Location annotation dataset excerpts
begin
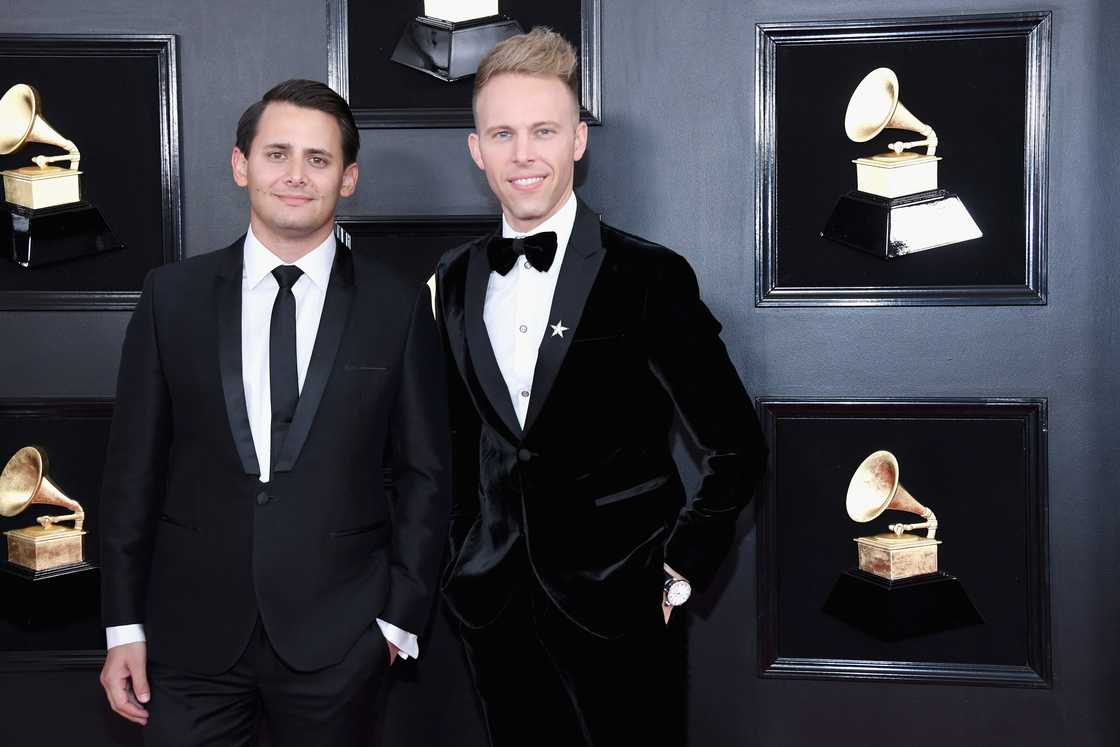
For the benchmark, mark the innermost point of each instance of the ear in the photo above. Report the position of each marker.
(476, 153)
(580, 143)
(240, 165)
(350, 180)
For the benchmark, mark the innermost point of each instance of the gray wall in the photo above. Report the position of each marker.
(674, 162)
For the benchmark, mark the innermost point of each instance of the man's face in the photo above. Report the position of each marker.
(529, 138)
(294, 174)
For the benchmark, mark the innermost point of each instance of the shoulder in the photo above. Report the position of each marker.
(641, 257)
(185, 273)
(454, 261)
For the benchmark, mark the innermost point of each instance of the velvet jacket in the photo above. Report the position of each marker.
(196, 549)
(586, 498)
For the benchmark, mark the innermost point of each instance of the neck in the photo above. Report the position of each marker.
(290, 249)
(528, 226)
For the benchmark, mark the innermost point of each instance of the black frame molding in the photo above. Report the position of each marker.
(164, 47)
(1037, 672)
(338, 75)
(1034, 26)
(61, 408)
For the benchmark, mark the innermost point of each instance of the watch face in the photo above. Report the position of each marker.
(678, 593)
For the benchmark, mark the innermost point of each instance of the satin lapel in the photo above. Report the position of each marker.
(227, 290)
(482, 352)
(580, 267)
(332, 325)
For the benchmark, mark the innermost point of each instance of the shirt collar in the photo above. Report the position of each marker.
(561, 223)
(259, 261)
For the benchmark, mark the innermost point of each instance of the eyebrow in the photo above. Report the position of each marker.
(309, 151)
(534, 125)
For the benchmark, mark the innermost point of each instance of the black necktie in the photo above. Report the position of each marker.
(540, 250)
(283, 376)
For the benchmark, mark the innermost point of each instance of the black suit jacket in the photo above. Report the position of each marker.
(586, 496)
(196, 548)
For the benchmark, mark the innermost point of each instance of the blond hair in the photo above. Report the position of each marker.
(542, 52)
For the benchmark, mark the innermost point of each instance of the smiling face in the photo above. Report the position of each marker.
(528, 139)
(295, 174)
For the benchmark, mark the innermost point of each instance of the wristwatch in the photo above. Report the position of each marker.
(677, 591)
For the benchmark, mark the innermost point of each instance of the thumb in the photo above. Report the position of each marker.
(139, 674)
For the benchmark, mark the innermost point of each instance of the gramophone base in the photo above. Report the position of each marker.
(890, 227)
(894, 610)
(55, 234)
(450, 50)
(40, 549)
(894, 558)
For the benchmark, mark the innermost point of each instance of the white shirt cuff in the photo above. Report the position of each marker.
(407, 642)
(672, 572)
(121, 634)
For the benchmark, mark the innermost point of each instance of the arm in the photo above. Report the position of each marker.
(419, 442)
(465, 432)
(691, 362)
(131, 494)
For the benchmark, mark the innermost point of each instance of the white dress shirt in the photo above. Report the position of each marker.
(258, 293)
(516, 311)
(518, 306)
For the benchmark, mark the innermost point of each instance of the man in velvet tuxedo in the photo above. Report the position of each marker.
(572, 347)
(253, 563)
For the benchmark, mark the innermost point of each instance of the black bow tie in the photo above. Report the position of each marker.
(540, 250)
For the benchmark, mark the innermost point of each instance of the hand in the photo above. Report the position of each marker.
(124, 679)
(392, 652)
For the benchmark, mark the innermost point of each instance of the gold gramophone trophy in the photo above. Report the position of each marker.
(897, 591)
(453, 36)
(47, 544)
(894, 554)
(897, 207)
(46, 221)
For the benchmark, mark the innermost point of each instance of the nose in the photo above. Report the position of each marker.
(296, 175)
(523, 150)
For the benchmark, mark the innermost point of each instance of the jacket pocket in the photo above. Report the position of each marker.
(363, 367)
(365, 529)
(631, 492)
(176, 523)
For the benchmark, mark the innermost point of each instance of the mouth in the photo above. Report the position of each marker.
(295, 201)
(526, 183)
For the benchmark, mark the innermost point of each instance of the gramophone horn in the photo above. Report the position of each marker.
(21, 122)
(875, 488)
(24, 483)
(875, 106)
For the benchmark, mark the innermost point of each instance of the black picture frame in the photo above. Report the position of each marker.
(117, 96)
(979, 464)
(412, 243)
(384, 94)
(54, 624)
(982, 82)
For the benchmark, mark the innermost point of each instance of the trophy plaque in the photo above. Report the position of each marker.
(453, 36)
(897, 207)
(46, 220)
(47, 544)
(896, 591)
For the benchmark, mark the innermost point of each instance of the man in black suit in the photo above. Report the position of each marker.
(572, 348)
(253, 563)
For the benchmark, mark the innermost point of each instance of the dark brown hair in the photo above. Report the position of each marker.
(308, 94)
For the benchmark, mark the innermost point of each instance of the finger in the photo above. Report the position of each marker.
(123, 702)
(140, 688)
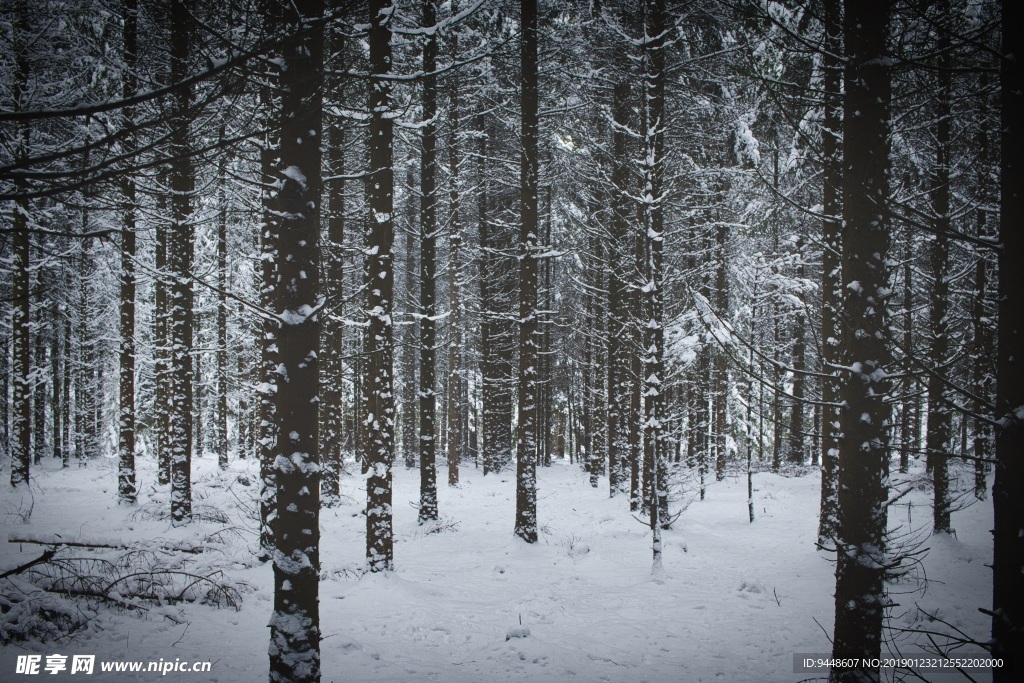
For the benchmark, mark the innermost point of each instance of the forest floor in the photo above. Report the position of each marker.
(735, 602)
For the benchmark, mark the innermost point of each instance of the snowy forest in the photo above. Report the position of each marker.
(478, 340)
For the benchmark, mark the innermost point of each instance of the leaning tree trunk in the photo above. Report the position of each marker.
(860, 537)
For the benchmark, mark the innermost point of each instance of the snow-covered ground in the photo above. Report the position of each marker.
end
## Exercise details
Make an exact reproduction of the listing above, without any pictures.

## Result
For the benchmark, mark the innermost point of each instance of the ear in the photo above. Report the position of each marker.
(476, 153)
(580, 143)
(240, 165)
(350, 180)
For the benchmark, mark the innermost point of each instance of the gray wall in the photo above. Report the position of each marker.
(674, 162)
For the benchmark, mark the innermost point of each instance of the man's face in the photo above. Report the position of each marker.
(529, 138)
(294, 174)
For the benchmark, mark the innermost point of each instance of the shoulder in the photo above. Report the position of each marker.
(641, 257)
(185, 273)
(454, 261)
For the benchmark, mark the innermost point of each instance of the velvet jacket in the photo above. Report the position of each marker.
(196, 549)
(586, 498)
For the benchmark, mark the innermost point of each instance of the neck in the photo above. Report the position of each marker.
(290, 249)
(528, 226)
For the benchmark, mark the innermost point of each instance of the black frame molding in the photo above. Report the position of each marker.
(164, 47)
(1037, 672)
(338, 75)
(1034, 26)
(61, 408)
For the benchmark, mark the innermost point of each instance of the watch face in the photo above. Report the position of each marker.
(678, 593)
For the benchmark, mark the innermost point of each instance of the satin lapel in the photo above. Report the position of each marker.
(227, 290)
(482, 352)
(580, 267)
(332, 325)
For the benchmark, mark the innermost point of each instance of the shirt collar in the photo above. Report the position of each marker.
(561, 223)
(259, 261)
For the benchmark, mark the innermost point of each instance of the eyebrow in the photo above. Report the position of each marker.
(309, 151)
(534, 125)
For the benchmark, mark the innermost point of each instance of the black necktie in the photo above. Report the position of each marker.
(540, 250)
(283, 376)
For the benchmark, mark the innermost point of each instance of the black suit jacket in the photo above. Report the position of each marker.
(586, 496)
(196, 548)
For the benchmark, mark the innermost point of each instance of the blond hair in the photo above. Report the position of each marker.
(542, 52)
For the benchmark, mark the innermost point of each instance of the smiling face in the photo above. Report the position of each marker.
(528, 139)
(295, 174)
For the benchmark, mark the innermost point of each instance of the wristwatch in the photo above. Report the position of each marker.
(677, 591)
For the benchmark, mark the innermost point of each instance of the thumb in the photo above. Report the position of each marker.
(139, 674)
For the benchmark, mark the innermost point of each instance of the gramophone base in the photo above. Report the position of each marker.
(890, 227)
(894, 610)
(55, 234)
(450, 50)
(40, 549)
(894, 558)
For the benchmark, mark the innermost point of each instance of the white shirt cuff in the photo above. Report the position of each marker.
(407, 642)
(672, 572)
(121, 634)
For the benchmark, mark the innermost point of each instance of the arm in the photo above. Report the position of each marker.
(419, 442)
(465, 432)
(691, 362)
(131, 494)
For the benchmark, mark the innermost point of each instance of the white dress shirt in the photo above. Report the position of each marker.
(258, 293)
(516, 311)
(518, 306)
For the benchmark, mark the innermost point of each instance of the man in velvet tuxedo in the photo above. Report the position of each marker.
(572, 347)
(253, 563)
For the benchmark, mark the innermost point of each instance of the black bow tie in the photo above. Report the position of each marker.
(540, 250)
For the benchmark, mark the innermost point of each instance of the hand in the photo above. Report the position of each marker.
(124, 679)
(392, 652)
For the benchmark, mark the innermost point of each instance of the gold gramophone trophy in the photo above. Report the position of each marker.
(897, 591)
(453, 36)
(47, 544)
(894, 554)
(897, 207)
(46, 221)
For the benchmark, mark the innermost point of each instance of the nose in the photo above. Report the position of each marker.
(296, 175)
(523, 150)
For the benchmark, mark the innermost point of each instance of the jacket pocket in the photo above. Report the position of each marker.
(363, 367)
(365, 529)
(631, 492)
(176, 523)
For the benchmark, mark the innermost point of each instance of the mouth in the photo above. Report the position of each marker.
(295, 201)
(526, 183)
For the benchmark, mark the innermost point of each instance of the gramophone horn in the photo above. Report the position of each marker.
(21, 122)
(875, 488)
(24, 483)
(875, 106)
For the benchmark, mark the innermost point of each instance of the black picture frame in the photo above. Report the position of each marker.
(117, 96)
(979, 464)
(412, 243)
(384, 94)
(54, 624)
(982, 82)
For the benchmark, mark the innermost point of each instance of the trophy plaque in the photo above. Report the position of each marker.
(453, 36)
(897, 207)
(46, 220)
(47, 544)
(896, 591)
For the benchmark, mark the innermost point of each instance of the man in black suit in the photo above. Report the position of each marker.
(572, 348)
(253, 563)
For the benchmark, mark the innermost point of each instance of the dark brown hair in the photo above. Report the position of each marker.
(308, 94)
For the benchmark, mark the innermost point of each instance of the finger in the photo above. Report the position of each marker.
(123, 702)
(140, 688)
For the benchmark, mark the innermost point of each instance of the forest floor in the photo above. Report the position of each marker.
(735, 602)
For the benchmark, mark the innermost point of each instance of the snowy forest in the photo above. Report the position of each marker.
(478, 340)
For the benchmark, mark the innermost point of each instance of the leaning tree trunk in the photo above. Report the position of each marker.
(860, 537)
For the benchmark, mark the innermost point of each instance of the snow-covered ground in the photo above. Report the position of each marker.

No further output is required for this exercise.